WORK TO COMPLETE.
Please reproduce all of the data below word for word, keeping every line as it is.

--- --- ---

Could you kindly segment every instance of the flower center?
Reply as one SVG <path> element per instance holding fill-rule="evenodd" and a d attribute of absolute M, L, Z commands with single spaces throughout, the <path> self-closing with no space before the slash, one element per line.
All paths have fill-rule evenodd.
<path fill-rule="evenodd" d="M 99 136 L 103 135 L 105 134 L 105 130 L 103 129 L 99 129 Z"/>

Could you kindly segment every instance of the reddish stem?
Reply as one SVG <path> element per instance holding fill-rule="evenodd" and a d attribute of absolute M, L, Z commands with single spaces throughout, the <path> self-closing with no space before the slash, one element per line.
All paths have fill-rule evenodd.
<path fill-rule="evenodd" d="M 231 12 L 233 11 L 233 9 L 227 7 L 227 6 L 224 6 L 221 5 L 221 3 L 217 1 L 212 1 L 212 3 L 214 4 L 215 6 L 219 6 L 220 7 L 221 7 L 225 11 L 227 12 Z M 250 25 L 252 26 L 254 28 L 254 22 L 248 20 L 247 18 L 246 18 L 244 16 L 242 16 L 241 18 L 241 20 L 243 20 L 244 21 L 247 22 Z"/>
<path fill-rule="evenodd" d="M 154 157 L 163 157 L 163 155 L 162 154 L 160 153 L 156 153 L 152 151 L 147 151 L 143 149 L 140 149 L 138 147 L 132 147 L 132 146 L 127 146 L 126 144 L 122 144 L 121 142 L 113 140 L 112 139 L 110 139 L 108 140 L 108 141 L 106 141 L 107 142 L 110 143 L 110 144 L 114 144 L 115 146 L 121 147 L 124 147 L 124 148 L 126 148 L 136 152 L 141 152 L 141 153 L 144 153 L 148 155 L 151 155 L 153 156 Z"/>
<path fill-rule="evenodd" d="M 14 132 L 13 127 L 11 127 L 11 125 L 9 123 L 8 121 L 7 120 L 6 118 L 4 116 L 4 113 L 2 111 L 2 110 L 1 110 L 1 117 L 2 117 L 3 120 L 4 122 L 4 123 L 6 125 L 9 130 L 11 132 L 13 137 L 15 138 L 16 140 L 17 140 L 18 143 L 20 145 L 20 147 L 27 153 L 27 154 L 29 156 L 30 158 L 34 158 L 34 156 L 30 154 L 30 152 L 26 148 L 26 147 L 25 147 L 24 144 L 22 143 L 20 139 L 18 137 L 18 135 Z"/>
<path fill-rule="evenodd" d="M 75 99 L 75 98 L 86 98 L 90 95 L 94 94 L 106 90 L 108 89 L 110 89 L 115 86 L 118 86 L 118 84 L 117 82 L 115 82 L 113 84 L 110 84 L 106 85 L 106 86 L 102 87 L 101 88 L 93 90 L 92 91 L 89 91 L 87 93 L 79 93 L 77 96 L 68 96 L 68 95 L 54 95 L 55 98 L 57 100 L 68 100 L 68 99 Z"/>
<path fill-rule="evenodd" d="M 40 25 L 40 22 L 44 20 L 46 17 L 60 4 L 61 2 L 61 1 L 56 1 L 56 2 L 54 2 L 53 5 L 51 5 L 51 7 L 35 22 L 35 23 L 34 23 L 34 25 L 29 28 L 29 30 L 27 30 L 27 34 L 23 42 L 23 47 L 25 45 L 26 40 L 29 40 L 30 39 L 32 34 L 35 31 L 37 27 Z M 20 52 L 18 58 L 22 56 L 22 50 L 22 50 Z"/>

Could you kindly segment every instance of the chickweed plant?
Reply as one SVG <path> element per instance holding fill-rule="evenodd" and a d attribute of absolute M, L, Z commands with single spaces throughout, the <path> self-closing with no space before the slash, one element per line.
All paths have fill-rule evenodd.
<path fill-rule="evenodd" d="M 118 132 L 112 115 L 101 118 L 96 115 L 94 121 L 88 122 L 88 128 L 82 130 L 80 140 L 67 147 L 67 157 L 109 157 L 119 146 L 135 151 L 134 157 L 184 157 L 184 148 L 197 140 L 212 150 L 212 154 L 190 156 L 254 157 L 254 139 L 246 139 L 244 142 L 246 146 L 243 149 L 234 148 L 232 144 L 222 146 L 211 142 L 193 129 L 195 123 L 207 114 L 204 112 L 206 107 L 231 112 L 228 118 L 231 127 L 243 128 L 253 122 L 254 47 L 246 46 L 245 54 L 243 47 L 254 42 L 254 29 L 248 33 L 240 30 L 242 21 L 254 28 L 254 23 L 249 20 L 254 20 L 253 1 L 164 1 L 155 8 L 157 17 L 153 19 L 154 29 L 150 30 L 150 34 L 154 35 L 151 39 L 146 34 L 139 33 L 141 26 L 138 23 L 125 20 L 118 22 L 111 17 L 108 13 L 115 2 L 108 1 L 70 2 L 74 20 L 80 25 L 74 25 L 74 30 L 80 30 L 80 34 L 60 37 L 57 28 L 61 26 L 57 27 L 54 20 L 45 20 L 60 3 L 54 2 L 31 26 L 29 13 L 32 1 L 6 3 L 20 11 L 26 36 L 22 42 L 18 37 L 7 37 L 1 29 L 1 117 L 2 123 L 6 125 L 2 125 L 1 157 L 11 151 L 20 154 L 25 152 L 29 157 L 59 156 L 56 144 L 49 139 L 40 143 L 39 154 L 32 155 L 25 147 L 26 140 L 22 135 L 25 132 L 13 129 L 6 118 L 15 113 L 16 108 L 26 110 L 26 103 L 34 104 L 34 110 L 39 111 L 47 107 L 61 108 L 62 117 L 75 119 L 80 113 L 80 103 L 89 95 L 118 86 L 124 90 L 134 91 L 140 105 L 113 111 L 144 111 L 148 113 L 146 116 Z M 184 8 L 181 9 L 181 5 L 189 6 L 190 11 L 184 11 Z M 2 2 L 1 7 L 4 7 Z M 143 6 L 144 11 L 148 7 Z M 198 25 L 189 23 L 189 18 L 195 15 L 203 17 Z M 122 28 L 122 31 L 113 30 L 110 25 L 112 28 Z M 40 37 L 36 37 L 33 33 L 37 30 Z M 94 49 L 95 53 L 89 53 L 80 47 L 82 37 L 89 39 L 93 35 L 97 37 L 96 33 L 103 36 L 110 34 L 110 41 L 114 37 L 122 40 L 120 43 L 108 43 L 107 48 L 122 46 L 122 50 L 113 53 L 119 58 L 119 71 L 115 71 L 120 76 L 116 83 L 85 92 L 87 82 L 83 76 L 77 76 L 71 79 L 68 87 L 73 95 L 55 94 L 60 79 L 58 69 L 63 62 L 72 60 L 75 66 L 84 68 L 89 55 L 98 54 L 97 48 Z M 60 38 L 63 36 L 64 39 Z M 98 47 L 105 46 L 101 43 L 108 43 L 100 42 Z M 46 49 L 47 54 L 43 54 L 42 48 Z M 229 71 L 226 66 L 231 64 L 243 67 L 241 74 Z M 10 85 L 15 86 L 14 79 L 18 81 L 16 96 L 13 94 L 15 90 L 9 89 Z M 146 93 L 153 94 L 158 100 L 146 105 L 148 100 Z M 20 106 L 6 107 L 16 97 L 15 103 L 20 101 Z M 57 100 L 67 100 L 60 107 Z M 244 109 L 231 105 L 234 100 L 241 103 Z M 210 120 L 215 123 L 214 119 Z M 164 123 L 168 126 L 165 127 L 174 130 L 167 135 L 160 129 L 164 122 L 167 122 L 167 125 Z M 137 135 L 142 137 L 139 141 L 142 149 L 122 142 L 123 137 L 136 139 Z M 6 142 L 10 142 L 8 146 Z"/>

--- --- ---

SOLUTION TO THIS EXERCISE.
Could you kindly segment every instance of the flower center?
Reply as one SVG <path> element per instance holding fill-rule="evenodd" and a d attribute of absolute M, L, Z commands with single spaces throughout, the <path> self-closing with no space before the slash, one element per line.
All paths have fill-rule evenodd.
<path fill-rule="evenodd" d="M 99 136 L 103 135 L 105 134 L 105 130 L 103 129 L 99 129 Z"/>

Could you kindly segment every instance of the reddish stem?
Reply as one SVG <path> element per instance holding fill-rule="evenodd" and a d attribute of absolute M, L, Z commands with single spaces throughout, the <path> self-closing with no space before the slash, one element per line.
All paths have fill-rule evenodd.
<path fill-rule="evenodd" d="M 231 12 L 233 11 L 233 9 L 227 7 L 227 6 L 224 6 L 221 5 L 221 3 L 217 1 L 212 1 L 212 3 L 214 4 L 215 6 L 219 6 L 220 7 L 221 7 L 225 11 L 227 12 Z M 250 25 L 252 26 L 254 28 L 254 22 L 248 20 L 247 18 L 246 18 L 244 16 L 242 16 L 241 18 L 241 20 L 243 20 L 244 21 L 247 22 Z"/>
<path fill-rule="evenodd" d="M 154 157 L 163 157 L 163 155 L 162 154 L 160 153 L 156 153 L 152 151 L 147 151 L 143 149 L 140 149 L 138 147 L 132 147 L 132 146 L 127 146 L 126 144 L 122 144 L 121 142 L 113 140 L 112 139 L 110 139 L 108 140 L 108 141 L 106 141 L 107 142 L 110 143 L 110 144 L 114 144 L 115 146 L 121 147 L 124 147 L 124 148 L 126 148 L 136 152 L 141 152 L 141 153 L 144 153 L 148 155 L 151 155 L 153 156 Z"/>
<path fill-rule="evenodd" d="M 14 132 L 13 127 L 11 127 L 11 125 L 9 123 L 8 121 L 7 120 L 6 118 L 4 116 L 4 113 L 2 111 L 2 110 L 1 110 L 1 117 L 2 117 L 3 120 L 4 122 L 4 123 L 6 125 L 9 130 L 11 132 L 13 137 L 15 138 L 16 140 L 17 140 L 18 143 L 20 145 L 20 147 L 27 153 L 27 154 L 29 156 L 30 158 L 34 158 L 34 156 L 30 154 L 30 152 L 26 148 L 26 147 L 25 147 L 24 144 L 22 143 L 20 139 L 18 137 L 18 135 Z"/>
<path fill-rule="evenodd" d="M 75 99 L 75 98 L 86 98 L 90 95 L 94 94 L 106 90 L 108 89 L 110 89 L 115 86 L 118 86 L 118 84 L 117 82 L 115 82 L 113 84 L 110 84 L 106 85 L 106 86 L 102 87 L 101 88 L 93 90 L 92 91 L 89 91 L 87 93 L 79 93 L 77 96 L 68 96 L 68 95 L 54 95 L 55 98 L 57 100 L 68 100 L 68 99 Z"/>
<path fill-rule="evenodd" d="M 40 25 L 40 22 L 44 20 L 46 17 L 60 4 L 61 2 L 61 1 L 56 1 L 56 2 L 54 2 L 53 5 L 51 5 L 51 7 L 35 22 L 35 23 L 34 23 L 34 25 L 29 28 L 29 30 L 27 30 L 27 34 L 23 42 L 23 47 L 25 45 L 26 40 L 29 40 L 30 39 L 32 34 L 35 31 L 37 27 Z M 20 52 L 18 58 L 22 56 L 22 50 L 22 50 Z"/>

Could you kindly segment every instance of the chickweed plant?
Reply as one SVG <path> element per instance holding fill-rule="evenodd" and a d attribute of absolute M, L, Z commands with single spaces throughout, the <path> self-closing with no space before the slash, one element per line.
All paths have fill-rule evenodd.
<path fill-rule="evenodd" d="M 118 132 L 112 115 L 101 118 L 96 115 L 94 121 L 88 122 L 88 128 L 82 130 L 80 140 L 67 147 L 67 157 L 109 157 L 119 146 L 135 151 L 134 157 L 184 157 L 184 148 L 197 140 L 212 150 L 212 154 L 190 156 L 254 157 L 254 139 L 246 139 L 244 142 L 246 146 L 243 149 L 234 148 L 232 144 L 222 146 L 211 142 L 193 129 L 195 123 L 207 114 L 204 112 L 206 107 L 231 112 L 228 118 L 231 127 L 243 128 L 253 122 L 254 47 L 246 46 L 245 54 L 243 47 L 254 42 L 254 29 L 248 33 L 240 30 L 242 21 L 254 28 L 254 23 L 249 20 L 254 20 L 253 1 L 164 1 L 155 8 L 157 17 L 153 19 L 154 29 L 150 30 L 150 34 L 154 35 L 151 39 L 146 34 L 139 33 L 141 26 L 138 23 L 125 20 L 118 22 L 111 17 L 108 13 L 115 2 L 108 1 L 70 2 L 74 20 L 80 25 L 74 25 L 74 30 L 80 30 L 80 34 L 60 37 L 57 28 L 61 26 L 57 27 L 54 20 L 45 20 L 60 3 L 54 2 L 31 26 L 29 13 L 32 1 L 6 3 L 20 11 L 26 36 L 22 42 L 18 37 L 7 37 L 1 29 L 1 117 L 2 123 L 6 125 L 2 125 L 1 157 L 11 151 L 20 154 L 25 152 L 29 157 L 59 156 L 56 144 L 49 139 L 40 143 L 39 154 L 32 155 L 25 147 L 26 140 L 22 135 L 25 132 L 13 129 L 6 118 L 15 113 L 16 108 L 26 110 L 26 103 L 34 104 L 34 110 L 39 111 L 47 107 L 61 108 L 62 117 L 75 119 L 80 113 L 80 103 L 89 95 L 118 86 L 124 90 L 134 91 L 140 105 L 113 111 L 144 111 L 148 113 L 146 116 Z M 184 8 L 181 9 L 181 5 L 189 6 L 190 11 L 184 11 Z M 2 2 L 1 7 L 4 7 Z M 143 6 L 144 11 L 148 7 Z M 198 25 L 189 23 L 189 18 L 195 15 L 203 17 Z M 122 28 L 122 31 L 113 30 L 110 25 L 112 28 Z M 40 37 L 36 37 L 33 33 L 37 30 Z M 94 49 L 95 53 L 89 53 L 80 47 L 82 37 L 89 39 L 93 35 L 97 37 L 96 33 L 103 36 L 110 34 L 110 41 L 114 37 L 122 40 L 120 43 L 108 43 L 107 48 L 122 46 L 122 50 L 113 53 L 119 58 L 119 71 L 115 71 L 120 76 L 116 83 L 85 92 L 87 82 L 83 76 L 77 76 L 71 79 L 68 87 L 73 95 L 55 94 L 60 79 L 58 69 L 63 62 L 72 60 L 75 66 L 84 68 L 89 55 L 98 54 L 97 48 Z M 60 38 L 63 36 L 64 39 Z M 98 47 L 105 46 L 101 43 L 108 43 L 100 42 Z M 46 49 L 47 54 L 43 54 L 42 48 Z M 229 71 L 226 66 L 231 64 L 243 67 L 241 74 Z M 10 85 L 15 86 L 14 79 L 18 81 L 16 96 L 13 94 L 15 90 L 9 89 Z M 146 93 L 153 94 L 158 100 L 146 105 L 148 100 Z M 20 106 L 6 107 L 16 97 L 15 103 L 20 101 Z M 57 100 L 67 100 L 60 107 Z M 244 109 L 231 105 L 234 100 L 241 103 Z M 210 120 L 215 123 L 214 119 Z M 164 123 L 168 126 L 165 127 L 174 130 L 167 135 L 160 129 L 164 122 L 167 122 L 167 125 Z M 137 135 L 142 137 L 139 141 L 142 149 L 122 142 L 123 137 L 136 139 Z M 6 142 L 10 142 L 8 146 Z"/>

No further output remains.